AIM OF THE TASK →
Can you turn the items, from their first line up to and including the line with "248L185 174L164 147L81", into a numbered list that skips blank lines and leaves out the pictures?

━━ SOURCE DATA ━━

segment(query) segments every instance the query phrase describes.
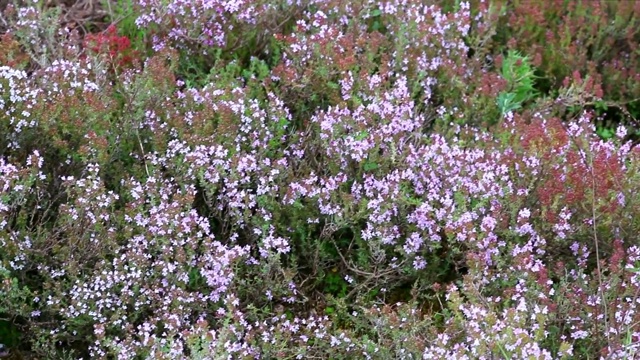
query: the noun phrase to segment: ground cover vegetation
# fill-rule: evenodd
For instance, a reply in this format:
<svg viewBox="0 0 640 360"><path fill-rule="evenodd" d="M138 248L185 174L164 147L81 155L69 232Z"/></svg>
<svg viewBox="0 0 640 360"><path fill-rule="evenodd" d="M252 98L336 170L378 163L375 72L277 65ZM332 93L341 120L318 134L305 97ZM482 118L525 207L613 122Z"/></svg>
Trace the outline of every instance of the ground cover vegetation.
<svg viewBox="0 0 640 360"><path fill-rule="evenodd" d="M640 2L0 10L3 355L638 356Z"/></svg>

━━━

SOLUTION TO THIS PROBLEM →
1. segment(query) segments every instance the query phrase describes.
2. query: the noun phrase to segment: ground cover vegetation
3. # fill-rule: evenodd
4. For instance, a reply in this format:
5. <svg viewBox="0 0 640 360"><path fill-rule="evenodd" d="M138 248L185 174L164 147L81 155L69 232Z"/></svg>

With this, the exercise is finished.